Given request 1 → In the article about the film Yours, Mine and Ours, rewrite the portion between "Yours, Mine and" and "themselves appreciated it.", inclusive, swapping "bookstores" for "libraries".
Given request 2 → Name every working title the film Yours, Mine and Ours had before its release, according to the article about it.
Given request 3 → Carry on the article about the film Yours, Mine and Ours from its final sentence.

Yours, Mine and Ours is a 1968 American family comedy-drama film directed by Melville Shavelson and starring Lucille Ball, Henry Fonda and Van Johnson. Before its release, it had three other working titles: The Beardsley Story, Full House, and His, Hers, and Theirs.

It was based loosely on the story of Frank and Helen Beardsley, although Desilu Productions bought the rights to the story long before Helen's autobiographical book Who Gets the Drumstick? was released to bookstores. Screenwriters Madelyn Pugh and Bob Carroll wrote several I Love Lucy-style stunts that in most cases had no basis in the actual lives of the Beardsley family, before Melville Shavelson and Mort Lachman took over primary writing duties. The film was commercially successful, and even the Beardsleys themselves appreciated it.

Plot 
Frank Beardsley is a Navy Chief Warrant Officer, recently detached from the aircraft carrier USS Enterprise and assigned as project officer for the Fresnel lens glide-slope indicator, or "meatball," that would eventually become standard equipment on all carriers. Helen North is a civilian nurse working in the dispensary at NAS Alameda, the California U.S. Navy base to which Frank is assigned.

Coordinate labeling data →
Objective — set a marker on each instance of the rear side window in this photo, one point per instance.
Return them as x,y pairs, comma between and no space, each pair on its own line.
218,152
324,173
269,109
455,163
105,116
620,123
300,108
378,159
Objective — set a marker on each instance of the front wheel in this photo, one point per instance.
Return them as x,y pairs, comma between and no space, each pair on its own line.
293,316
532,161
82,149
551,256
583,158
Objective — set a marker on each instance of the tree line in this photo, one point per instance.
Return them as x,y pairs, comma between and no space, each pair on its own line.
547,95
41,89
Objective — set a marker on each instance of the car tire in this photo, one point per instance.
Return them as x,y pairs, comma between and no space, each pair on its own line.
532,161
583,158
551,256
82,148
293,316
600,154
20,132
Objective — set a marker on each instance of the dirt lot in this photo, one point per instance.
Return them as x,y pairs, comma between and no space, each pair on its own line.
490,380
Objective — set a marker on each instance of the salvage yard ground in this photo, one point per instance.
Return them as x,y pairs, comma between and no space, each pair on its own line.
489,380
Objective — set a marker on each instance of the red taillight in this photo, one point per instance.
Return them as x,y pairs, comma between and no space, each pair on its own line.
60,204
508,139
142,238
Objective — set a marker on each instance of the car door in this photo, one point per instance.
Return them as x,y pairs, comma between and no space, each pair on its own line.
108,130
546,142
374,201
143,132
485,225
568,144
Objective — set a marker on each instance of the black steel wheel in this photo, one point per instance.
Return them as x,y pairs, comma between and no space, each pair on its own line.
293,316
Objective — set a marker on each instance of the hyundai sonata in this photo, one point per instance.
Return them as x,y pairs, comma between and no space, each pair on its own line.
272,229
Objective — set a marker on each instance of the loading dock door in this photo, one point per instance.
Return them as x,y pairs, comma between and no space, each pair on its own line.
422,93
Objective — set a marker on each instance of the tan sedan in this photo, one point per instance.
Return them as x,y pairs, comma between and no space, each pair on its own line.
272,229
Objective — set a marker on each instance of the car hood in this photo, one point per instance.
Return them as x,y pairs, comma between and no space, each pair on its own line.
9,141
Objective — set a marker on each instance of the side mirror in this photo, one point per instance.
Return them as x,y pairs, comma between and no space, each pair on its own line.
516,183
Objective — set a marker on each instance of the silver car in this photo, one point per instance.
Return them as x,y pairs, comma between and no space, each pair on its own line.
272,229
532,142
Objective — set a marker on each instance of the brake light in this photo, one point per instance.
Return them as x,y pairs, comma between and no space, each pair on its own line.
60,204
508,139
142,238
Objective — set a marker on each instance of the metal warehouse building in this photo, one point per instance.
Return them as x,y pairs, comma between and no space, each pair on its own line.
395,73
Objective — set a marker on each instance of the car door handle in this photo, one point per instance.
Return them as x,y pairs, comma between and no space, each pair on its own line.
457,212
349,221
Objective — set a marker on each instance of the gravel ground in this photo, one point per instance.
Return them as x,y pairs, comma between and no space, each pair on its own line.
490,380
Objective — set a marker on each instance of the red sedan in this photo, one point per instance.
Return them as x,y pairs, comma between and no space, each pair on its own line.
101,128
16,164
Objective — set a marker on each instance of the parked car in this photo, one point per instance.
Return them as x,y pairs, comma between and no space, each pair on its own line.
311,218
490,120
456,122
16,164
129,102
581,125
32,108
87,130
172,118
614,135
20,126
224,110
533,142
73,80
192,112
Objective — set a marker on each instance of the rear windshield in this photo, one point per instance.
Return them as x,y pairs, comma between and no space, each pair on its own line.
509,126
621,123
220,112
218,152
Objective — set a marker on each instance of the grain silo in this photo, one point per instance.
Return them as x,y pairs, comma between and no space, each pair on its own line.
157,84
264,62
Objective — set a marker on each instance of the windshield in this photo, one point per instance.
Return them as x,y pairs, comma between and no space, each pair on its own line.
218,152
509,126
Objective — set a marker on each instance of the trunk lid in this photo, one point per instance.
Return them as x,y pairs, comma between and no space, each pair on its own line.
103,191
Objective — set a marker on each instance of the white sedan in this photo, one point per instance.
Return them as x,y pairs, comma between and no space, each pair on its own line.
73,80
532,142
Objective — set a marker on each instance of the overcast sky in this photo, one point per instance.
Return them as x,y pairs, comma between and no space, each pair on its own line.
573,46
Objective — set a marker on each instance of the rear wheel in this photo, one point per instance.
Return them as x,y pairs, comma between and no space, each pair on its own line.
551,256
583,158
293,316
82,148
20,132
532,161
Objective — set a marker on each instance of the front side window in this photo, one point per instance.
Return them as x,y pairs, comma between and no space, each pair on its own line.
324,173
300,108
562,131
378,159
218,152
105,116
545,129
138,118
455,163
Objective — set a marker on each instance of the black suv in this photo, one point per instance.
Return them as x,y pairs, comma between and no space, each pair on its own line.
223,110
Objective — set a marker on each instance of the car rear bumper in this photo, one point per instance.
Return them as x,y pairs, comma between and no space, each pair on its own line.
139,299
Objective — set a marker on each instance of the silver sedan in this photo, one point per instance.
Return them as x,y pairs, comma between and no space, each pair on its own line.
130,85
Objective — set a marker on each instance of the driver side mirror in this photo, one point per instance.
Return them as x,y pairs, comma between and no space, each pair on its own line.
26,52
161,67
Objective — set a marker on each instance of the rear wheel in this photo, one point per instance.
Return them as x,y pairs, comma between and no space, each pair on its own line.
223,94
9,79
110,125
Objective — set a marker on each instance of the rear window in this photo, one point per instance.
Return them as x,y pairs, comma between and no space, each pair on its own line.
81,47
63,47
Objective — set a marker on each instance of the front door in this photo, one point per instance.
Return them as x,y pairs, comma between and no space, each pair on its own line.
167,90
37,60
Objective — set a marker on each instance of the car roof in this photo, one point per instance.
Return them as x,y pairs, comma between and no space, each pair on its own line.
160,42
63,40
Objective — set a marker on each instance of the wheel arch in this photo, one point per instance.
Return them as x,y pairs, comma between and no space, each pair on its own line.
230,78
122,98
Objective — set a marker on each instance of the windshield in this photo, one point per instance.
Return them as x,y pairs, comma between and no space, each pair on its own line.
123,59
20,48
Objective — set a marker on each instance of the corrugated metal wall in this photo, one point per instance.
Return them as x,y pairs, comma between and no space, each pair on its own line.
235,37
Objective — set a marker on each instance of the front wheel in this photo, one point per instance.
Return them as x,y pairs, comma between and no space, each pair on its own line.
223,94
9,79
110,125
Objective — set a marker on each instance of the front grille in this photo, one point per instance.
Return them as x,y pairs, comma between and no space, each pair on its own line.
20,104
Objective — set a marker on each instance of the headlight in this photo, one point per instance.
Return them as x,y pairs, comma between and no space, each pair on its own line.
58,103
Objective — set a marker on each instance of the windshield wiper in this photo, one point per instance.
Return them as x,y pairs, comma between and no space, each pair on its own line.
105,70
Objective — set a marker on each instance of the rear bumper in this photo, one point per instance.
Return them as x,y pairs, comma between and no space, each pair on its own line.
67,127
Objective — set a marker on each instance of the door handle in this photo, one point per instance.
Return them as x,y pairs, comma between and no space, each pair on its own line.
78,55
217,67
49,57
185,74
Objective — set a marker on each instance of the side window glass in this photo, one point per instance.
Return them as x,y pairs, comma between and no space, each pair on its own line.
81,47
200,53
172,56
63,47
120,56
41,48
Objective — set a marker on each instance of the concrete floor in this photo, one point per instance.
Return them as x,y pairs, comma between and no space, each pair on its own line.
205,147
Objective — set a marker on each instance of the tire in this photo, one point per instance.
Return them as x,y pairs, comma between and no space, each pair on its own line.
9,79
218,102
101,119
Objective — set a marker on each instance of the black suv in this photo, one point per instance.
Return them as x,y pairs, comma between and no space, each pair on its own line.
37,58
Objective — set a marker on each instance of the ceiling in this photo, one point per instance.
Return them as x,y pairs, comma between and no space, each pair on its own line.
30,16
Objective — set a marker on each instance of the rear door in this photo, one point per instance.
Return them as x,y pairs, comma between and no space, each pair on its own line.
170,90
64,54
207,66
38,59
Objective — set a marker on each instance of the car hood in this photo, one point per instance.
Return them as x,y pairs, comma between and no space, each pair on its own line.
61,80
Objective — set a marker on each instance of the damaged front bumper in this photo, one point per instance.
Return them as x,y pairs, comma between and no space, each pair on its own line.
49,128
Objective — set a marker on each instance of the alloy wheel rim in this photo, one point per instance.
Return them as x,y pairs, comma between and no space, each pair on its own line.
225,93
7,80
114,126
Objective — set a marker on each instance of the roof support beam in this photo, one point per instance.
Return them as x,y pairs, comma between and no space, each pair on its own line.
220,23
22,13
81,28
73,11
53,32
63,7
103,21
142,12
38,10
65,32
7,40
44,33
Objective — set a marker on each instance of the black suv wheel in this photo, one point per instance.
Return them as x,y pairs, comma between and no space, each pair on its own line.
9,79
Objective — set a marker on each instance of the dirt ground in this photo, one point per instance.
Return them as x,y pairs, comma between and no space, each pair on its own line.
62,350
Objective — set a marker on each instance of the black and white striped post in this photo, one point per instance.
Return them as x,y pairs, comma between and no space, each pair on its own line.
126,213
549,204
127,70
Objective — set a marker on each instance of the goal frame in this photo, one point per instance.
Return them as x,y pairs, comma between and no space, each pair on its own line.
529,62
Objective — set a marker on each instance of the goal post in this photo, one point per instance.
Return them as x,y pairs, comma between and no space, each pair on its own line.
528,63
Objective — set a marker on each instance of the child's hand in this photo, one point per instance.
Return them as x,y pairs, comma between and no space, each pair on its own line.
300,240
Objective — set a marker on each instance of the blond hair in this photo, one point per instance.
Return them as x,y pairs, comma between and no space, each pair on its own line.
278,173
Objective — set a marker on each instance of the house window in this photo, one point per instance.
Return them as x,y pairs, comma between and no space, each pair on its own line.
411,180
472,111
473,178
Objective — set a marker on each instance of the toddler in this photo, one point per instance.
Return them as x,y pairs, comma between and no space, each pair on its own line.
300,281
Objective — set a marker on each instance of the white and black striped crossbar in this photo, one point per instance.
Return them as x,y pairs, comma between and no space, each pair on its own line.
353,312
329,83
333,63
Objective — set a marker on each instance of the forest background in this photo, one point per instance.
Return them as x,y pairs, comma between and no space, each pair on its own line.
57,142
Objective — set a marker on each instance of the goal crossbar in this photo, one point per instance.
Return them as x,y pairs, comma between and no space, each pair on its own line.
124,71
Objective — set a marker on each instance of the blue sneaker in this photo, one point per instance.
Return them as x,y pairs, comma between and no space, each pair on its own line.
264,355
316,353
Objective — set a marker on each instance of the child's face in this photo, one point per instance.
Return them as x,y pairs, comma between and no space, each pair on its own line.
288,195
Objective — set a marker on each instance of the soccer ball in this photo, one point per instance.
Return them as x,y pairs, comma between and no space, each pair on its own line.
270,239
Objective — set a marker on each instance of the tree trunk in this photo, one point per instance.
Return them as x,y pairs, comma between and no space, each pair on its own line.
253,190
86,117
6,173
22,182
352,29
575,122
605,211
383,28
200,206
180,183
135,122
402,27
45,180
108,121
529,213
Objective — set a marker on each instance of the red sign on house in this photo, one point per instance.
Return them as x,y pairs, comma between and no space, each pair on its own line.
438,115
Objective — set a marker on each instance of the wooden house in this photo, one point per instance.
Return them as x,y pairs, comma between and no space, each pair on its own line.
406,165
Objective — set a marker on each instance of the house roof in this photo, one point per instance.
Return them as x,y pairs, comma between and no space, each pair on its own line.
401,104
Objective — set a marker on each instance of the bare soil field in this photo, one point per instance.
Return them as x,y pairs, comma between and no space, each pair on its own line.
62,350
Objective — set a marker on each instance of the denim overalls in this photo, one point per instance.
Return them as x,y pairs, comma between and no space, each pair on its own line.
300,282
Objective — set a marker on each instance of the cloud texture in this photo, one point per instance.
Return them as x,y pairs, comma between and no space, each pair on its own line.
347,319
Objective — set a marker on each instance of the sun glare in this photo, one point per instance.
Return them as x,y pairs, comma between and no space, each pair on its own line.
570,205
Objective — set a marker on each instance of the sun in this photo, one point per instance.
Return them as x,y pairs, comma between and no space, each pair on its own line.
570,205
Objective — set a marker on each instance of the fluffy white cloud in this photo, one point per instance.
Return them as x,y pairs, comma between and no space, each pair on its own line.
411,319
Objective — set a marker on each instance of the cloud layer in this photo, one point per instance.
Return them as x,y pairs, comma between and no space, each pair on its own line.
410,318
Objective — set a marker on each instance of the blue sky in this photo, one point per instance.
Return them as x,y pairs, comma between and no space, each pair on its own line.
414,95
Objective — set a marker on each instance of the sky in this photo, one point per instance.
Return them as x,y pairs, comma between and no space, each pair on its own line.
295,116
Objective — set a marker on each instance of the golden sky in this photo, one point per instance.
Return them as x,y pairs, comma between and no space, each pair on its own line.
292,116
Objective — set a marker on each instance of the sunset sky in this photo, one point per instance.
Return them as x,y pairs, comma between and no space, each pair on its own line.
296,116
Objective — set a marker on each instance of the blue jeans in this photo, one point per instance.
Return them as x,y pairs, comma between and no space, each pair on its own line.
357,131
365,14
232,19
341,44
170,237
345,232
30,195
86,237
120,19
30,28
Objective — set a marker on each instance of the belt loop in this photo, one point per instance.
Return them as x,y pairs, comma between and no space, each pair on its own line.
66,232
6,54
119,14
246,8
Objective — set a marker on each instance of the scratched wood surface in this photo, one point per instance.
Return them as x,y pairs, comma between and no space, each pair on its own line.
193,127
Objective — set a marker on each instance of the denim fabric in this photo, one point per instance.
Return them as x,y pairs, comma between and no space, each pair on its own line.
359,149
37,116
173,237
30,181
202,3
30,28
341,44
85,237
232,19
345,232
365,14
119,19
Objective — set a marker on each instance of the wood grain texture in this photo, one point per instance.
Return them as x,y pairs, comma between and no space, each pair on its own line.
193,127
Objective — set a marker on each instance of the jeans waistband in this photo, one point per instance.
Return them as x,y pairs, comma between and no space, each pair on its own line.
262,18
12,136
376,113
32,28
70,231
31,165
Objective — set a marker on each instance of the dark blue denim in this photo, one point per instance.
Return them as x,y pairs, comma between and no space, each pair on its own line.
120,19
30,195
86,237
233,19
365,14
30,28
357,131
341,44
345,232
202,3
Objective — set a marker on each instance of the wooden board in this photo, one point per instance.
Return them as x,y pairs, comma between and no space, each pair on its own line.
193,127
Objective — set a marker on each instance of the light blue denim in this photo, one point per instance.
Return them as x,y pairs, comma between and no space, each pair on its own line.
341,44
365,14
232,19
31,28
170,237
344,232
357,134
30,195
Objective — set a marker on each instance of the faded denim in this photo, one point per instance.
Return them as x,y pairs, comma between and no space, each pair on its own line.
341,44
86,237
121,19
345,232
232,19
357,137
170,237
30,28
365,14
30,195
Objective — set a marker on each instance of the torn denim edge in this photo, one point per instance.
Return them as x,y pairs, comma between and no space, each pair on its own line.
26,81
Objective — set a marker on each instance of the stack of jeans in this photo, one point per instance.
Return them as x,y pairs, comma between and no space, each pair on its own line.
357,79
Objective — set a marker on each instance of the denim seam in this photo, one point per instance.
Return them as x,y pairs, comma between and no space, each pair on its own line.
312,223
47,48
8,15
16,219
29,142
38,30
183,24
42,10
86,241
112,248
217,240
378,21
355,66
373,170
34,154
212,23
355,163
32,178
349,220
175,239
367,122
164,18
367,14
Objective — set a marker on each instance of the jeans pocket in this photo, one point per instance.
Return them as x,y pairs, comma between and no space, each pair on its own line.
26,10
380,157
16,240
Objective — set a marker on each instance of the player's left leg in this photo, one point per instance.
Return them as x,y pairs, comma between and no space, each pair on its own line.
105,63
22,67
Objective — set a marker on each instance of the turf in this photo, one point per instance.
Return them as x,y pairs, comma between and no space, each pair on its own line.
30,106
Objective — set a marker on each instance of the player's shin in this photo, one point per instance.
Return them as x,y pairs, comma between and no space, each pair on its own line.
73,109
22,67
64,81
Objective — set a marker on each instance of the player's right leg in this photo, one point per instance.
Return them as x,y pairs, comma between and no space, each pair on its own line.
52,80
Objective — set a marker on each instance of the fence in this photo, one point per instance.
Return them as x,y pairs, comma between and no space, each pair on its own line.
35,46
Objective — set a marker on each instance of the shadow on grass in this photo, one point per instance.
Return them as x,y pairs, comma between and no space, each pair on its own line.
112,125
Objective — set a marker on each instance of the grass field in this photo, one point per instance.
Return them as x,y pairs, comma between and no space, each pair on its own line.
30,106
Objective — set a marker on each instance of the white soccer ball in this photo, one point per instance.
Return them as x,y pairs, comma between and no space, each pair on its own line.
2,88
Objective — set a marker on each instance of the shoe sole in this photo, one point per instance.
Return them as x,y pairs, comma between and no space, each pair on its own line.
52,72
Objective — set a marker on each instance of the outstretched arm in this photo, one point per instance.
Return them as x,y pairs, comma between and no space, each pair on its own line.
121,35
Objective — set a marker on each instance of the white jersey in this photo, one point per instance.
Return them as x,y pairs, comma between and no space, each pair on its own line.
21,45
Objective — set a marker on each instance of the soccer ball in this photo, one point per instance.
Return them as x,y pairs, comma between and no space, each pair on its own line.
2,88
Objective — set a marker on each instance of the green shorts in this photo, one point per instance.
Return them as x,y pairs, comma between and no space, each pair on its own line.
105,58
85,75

Result 1 →
Yours, Mine and Ours is a 1968 American family comedy-drama film directed by Melville Shavelson and starring Lucille Ball, Henry Fonda and Van Johnson. Before its release, it had three other working titles: The Beardsley Story, Full House, and His, Hers, and Theirs.

It was based loosely on the story of Frank and Helen Beardsley, although Desilu Productions bought the rights to the story long before Helen's autobiographical book Who Gets the Drumstick? was released to libraries. Screenwriters Madelyn Pugh and Bob Carroll wrote several I Love Lucy-style stunts that in most cases had no basis in the actual lives of the Beardsley family, before Melville Shavelson and Mort Lachman took over primary writing duties. The film was commercially successful, and even the Beardsleys themselves appreciated it.

Result 2 →
The Beardsley Story
Full House
His, Hers, and Theirs

Result 3 →
Frank meets Helen, first by chance in the commissary on the base and again when Frank brings his distraught teen-age daughter for treatment at the dispensary, where Helen informs him that the young lady is simply growing up in a too-crowded house that lacks a mother's guidance. They immediately hit it off and go on a date, all the while shying away from admitting their respective secrets: Frank has ten children and Helen has eight, from previous marriages ended by their spouses' deaths.

When each finally learns the other's secret, they initially resist their mutual attraction. But Chief Warrant Officer Darrell Harrison (Van Johnson) is determined to bring them together, so he "fixes up" each of them with a sure-to-be-incompatible  blind date. Helen's date is an obstetrician (Sidney Miller) who stands a good head shorter than she ("Darrell had a malicious sense of humor," Helen observes in voice-over); Frank's date is a "hip" girl (Louise Troy) who is not only young enough to be his daughter, but is also far too forward for his taste. As the final touch, Harrison makes sure that both dates take place in the same Japanese restaurant. As Harrison fully expects, Frank and Helen end up leaving the restaurant together in his car, with Frank's date sitting uncomfortably between them as they carry on about their children.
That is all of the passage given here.